◆ EXERCISE
Beginning at the line that contains "the finger, one", transcribe the remaining lines of the listing exactly; include the final line and omit everything before.

◆ Entries from a pointing dataset

* BEGIN *

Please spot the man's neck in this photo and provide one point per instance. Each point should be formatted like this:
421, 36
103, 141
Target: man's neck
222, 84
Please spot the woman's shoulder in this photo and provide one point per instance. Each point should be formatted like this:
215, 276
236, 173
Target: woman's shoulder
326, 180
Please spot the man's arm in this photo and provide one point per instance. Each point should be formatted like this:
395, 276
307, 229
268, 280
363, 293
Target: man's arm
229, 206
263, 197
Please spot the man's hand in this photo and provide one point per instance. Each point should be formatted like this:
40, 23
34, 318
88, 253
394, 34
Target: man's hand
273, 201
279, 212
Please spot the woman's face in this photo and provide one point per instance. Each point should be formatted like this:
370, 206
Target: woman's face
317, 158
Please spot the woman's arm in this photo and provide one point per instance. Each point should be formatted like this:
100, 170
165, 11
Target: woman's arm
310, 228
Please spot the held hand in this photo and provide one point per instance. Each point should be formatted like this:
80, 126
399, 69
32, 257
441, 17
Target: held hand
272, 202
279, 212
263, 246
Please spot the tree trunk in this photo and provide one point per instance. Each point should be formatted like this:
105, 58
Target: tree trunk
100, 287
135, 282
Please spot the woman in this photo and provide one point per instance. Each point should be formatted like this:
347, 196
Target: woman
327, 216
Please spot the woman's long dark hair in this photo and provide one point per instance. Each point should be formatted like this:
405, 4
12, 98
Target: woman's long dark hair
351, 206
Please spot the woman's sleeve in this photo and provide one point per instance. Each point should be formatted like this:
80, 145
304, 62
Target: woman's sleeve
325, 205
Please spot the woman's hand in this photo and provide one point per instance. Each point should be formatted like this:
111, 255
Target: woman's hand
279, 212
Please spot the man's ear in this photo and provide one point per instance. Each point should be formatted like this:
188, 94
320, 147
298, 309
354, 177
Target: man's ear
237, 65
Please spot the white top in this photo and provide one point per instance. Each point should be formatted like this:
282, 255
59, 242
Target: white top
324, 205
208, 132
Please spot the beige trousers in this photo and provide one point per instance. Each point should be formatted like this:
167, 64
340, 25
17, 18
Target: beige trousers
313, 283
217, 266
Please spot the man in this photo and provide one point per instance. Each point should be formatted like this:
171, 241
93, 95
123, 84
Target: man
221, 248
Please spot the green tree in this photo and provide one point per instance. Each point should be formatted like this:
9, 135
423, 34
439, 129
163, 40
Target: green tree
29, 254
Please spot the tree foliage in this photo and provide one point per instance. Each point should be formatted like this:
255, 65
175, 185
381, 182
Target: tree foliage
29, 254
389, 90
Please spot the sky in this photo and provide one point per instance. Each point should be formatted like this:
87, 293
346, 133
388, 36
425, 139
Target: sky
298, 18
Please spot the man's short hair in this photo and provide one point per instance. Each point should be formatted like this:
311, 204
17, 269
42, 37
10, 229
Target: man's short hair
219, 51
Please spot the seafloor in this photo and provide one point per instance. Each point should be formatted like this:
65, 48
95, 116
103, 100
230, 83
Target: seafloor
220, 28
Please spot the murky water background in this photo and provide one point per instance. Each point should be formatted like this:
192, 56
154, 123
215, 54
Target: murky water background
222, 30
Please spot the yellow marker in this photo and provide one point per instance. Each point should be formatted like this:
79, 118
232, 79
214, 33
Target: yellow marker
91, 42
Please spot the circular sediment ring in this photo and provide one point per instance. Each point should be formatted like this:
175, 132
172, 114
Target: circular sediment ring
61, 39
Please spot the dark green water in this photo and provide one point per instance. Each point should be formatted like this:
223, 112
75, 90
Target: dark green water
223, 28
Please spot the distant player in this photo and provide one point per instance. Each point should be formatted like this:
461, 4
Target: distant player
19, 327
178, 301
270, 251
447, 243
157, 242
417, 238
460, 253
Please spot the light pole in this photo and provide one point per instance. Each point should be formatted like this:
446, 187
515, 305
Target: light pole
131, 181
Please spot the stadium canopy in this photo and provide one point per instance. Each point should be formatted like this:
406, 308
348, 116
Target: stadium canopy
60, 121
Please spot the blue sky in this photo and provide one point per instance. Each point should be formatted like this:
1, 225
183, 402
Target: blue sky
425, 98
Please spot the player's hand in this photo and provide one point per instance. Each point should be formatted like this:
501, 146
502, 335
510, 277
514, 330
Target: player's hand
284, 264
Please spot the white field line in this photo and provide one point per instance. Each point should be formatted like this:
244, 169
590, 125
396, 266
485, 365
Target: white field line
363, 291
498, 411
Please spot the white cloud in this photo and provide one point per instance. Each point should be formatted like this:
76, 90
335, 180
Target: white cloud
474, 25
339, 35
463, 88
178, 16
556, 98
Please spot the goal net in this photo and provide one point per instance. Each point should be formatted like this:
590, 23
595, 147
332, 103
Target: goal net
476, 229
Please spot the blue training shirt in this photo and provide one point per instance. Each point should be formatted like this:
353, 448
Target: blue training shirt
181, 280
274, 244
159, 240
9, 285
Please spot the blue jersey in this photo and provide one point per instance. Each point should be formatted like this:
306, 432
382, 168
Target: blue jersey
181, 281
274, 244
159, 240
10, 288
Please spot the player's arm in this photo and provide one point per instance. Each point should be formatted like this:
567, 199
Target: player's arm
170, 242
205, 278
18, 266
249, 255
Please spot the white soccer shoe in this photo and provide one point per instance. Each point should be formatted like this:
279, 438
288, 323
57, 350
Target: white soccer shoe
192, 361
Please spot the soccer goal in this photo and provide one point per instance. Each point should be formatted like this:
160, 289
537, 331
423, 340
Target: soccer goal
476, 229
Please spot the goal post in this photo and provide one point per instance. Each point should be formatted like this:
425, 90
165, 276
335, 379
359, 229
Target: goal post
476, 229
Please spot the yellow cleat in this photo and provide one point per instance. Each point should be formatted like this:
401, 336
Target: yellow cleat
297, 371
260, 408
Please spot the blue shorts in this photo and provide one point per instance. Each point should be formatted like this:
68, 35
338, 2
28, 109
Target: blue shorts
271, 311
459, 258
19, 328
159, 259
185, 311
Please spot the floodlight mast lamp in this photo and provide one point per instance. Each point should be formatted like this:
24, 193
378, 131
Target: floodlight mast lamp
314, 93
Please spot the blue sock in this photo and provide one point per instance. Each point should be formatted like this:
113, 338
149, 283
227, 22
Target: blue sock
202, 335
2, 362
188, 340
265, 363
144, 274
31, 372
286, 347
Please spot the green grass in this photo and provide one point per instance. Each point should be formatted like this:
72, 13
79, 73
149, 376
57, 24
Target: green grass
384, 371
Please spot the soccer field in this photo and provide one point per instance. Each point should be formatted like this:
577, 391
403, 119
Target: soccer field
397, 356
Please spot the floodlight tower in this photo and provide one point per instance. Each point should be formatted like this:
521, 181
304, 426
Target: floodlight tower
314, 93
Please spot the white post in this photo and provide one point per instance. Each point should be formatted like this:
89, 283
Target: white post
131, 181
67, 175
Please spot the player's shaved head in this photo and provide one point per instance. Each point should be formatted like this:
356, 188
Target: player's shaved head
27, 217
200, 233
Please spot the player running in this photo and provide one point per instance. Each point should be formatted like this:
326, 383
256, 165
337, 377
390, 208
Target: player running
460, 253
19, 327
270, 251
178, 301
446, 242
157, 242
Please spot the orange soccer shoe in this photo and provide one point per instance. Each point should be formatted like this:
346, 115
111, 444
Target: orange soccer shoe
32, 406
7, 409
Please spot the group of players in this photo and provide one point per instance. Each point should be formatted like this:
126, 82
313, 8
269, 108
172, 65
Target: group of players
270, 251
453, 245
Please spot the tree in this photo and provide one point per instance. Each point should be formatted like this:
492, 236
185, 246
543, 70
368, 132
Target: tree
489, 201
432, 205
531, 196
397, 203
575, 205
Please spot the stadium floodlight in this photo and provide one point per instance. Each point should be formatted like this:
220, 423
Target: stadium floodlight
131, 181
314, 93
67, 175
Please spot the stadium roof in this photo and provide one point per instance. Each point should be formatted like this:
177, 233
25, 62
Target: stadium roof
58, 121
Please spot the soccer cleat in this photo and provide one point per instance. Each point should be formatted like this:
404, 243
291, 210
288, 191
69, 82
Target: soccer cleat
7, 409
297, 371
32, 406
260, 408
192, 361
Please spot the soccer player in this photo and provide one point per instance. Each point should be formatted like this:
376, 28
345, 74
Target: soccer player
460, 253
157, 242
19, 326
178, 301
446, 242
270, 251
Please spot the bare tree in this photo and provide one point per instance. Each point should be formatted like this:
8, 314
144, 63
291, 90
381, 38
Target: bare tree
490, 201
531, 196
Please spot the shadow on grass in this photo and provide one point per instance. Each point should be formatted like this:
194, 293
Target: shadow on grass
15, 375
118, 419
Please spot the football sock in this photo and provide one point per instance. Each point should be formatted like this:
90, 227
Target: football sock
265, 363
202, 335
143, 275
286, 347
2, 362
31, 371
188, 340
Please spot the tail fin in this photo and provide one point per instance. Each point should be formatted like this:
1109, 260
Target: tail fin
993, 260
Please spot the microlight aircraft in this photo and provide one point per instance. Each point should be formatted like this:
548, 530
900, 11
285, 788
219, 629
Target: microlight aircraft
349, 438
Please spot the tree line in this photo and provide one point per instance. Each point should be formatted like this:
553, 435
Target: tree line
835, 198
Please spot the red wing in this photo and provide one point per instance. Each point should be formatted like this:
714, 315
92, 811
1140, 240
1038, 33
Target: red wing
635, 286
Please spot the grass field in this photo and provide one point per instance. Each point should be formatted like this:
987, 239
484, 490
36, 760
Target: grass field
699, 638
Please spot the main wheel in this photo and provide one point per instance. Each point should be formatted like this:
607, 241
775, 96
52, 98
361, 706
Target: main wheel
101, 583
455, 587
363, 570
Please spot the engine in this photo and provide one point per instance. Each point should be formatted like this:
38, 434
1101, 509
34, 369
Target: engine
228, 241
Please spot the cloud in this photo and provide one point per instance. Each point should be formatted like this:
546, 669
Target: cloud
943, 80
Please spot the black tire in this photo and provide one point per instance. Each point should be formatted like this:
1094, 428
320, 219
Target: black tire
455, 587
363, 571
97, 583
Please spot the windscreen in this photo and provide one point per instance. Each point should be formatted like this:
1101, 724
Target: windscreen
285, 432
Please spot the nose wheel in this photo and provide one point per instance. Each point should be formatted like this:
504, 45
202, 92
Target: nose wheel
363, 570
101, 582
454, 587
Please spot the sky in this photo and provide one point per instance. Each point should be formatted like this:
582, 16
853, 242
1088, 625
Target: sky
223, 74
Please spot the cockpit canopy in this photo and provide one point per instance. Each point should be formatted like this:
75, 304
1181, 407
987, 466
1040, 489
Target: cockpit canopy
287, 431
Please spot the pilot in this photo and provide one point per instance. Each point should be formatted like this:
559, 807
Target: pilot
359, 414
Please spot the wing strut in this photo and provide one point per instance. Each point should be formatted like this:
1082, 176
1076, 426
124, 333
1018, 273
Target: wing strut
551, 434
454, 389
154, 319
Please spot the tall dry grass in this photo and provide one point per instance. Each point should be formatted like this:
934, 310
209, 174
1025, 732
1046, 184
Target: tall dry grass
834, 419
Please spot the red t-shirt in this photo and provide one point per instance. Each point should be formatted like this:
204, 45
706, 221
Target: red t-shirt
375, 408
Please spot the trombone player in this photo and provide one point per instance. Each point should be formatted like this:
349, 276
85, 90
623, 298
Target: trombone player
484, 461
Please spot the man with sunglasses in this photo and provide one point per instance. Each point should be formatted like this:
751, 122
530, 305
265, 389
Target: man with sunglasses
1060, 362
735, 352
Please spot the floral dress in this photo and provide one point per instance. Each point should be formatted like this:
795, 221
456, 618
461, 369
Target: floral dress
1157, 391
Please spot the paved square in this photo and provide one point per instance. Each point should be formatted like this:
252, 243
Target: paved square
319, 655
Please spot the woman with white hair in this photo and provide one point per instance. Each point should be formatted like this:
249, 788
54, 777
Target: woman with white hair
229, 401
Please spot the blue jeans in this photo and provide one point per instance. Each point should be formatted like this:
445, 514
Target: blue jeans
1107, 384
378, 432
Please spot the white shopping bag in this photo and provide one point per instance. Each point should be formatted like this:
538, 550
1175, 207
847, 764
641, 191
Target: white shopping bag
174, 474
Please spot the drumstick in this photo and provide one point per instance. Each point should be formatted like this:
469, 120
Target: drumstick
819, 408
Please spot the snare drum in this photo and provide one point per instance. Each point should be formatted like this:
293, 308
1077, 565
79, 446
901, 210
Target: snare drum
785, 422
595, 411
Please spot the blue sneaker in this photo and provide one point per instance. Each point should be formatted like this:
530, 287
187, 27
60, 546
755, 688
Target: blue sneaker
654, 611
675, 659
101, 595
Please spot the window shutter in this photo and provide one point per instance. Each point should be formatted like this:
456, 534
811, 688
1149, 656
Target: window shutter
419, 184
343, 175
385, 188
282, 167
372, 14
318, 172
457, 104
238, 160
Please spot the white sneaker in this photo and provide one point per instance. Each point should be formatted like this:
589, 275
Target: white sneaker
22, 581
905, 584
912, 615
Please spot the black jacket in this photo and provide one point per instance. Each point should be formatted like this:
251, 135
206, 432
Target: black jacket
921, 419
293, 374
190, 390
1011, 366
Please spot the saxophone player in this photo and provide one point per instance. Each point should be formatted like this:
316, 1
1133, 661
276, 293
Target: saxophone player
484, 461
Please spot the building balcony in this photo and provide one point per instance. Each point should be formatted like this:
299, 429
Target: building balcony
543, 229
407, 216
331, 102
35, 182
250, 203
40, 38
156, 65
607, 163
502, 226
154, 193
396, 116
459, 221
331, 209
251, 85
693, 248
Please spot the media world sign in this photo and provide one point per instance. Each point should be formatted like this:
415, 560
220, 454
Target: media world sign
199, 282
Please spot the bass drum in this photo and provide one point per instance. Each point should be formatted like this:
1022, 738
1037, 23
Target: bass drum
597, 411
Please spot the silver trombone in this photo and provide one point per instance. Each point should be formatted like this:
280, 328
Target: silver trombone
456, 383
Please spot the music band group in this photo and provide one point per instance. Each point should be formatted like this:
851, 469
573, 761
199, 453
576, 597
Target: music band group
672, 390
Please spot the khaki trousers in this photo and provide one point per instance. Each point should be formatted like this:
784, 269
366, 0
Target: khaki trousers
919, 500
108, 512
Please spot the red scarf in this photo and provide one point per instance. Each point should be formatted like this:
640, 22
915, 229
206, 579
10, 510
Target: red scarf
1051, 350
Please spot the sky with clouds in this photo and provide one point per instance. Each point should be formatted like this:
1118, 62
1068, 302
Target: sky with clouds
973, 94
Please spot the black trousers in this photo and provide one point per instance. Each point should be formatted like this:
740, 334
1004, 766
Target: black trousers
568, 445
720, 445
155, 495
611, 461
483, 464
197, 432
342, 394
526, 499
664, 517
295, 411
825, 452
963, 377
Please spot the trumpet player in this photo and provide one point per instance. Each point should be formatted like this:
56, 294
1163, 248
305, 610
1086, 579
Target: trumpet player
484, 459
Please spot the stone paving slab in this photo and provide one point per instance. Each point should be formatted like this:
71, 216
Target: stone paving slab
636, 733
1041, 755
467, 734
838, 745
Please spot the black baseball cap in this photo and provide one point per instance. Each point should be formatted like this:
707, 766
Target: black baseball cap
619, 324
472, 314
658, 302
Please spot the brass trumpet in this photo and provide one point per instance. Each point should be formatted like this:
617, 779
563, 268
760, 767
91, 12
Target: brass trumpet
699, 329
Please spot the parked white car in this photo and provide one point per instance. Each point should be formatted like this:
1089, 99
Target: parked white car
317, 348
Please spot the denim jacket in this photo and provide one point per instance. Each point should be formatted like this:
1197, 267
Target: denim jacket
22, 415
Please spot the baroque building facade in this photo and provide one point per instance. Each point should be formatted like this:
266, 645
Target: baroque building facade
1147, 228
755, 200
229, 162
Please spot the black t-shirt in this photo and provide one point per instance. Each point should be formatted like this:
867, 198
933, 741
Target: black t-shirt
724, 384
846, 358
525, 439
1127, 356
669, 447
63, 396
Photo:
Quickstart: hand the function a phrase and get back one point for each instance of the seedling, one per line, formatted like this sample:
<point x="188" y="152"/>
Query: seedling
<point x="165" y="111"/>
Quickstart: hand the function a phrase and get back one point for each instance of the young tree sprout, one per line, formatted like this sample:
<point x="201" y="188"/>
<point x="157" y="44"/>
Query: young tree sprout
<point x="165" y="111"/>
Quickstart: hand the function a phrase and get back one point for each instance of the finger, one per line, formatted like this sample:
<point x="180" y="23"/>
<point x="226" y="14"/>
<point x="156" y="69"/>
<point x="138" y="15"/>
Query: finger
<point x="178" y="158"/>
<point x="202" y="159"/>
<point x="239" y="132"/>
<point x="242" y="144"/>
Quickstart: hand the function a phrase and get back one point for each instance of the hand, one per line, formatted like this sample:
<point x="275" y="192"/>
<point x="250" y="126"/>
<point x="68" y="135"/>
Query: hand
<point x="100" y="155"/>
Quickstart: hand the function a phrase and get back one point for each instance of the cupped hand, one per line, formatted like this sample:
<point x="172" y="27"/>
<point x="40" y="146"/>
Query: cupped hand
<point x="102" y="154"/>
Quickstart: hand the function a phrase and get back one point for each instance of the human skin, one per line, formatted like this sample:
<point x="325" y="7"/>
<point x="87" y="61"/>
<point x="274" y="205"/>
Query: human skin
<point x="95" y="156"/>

* END *

◆ TASK RESULT
Quickstart: hand the function a phrase and get back one point for each instance of the finger, one per line, formatted like this sample:
<point x="180" y="23"/>
<point x="226" y="14"/>
<point x="156" y="69"/>
<point x="138" y="15"/>
Query: finger
<point x="178" y="158"/>
<point x="202" y="159"/>
<point x="239" y="132"/>
<point x="242" y="144"/>
Quickstart: hand the function a phrase and get back one point for each instance of the hand, one per line, formatted like this sample:
<point x="275" y="192"/>
<point x="250" y="126"/>
<point x="68" y="135"/>
Query: hand
<point x="100" y="155"/>
Quickstart: hand the function a phrase and get back one point for each instance of the cupped hand, one per line, formatted like this sample:
<point x="172" y="27"/>
<point x="40" y="146"/>
Query: cupped hand
<point x="102" y="154"/>
Quickstart: hand the function a phrase and get back one point for each instance of the human skin, one per line, formatted like this sample:
<point x="325" y="7"/>
<point x="87" y="61"/>
<point x="274" y="205"/>
Query: human skin
<point x="95" y="156"/>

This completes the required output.